(Beginning of Information shown)

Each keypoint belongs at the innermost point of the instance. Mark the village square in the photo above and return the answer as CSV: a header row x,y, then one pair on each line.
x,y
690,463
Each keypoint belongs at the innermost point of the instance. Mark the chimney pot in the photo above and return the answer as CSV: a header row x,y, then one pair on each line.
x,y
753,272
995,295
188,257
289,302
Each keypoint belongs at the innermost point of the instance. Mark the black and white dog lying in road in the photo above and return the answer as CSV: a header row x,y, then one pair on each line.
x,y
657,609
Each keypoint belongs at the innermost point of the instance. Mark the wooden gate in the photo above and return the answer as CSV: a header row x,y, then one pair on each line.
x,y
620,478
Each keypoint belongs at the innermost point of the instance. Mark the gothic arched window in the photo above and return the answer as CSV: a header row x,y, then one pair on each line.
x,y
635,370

(End of Information shown)

> Exercise brief: Give back only the lines from the one containing "Mark the gothic" through the final line of the entries above, exactly as written, both included.

> Result of the exercise:
Each keypoint belongs at the innermost point of the instance. Mark the gothic arched window in the photo above and return the answer as CSV: a header row x,y, then one pair on each line.
x,y
635,370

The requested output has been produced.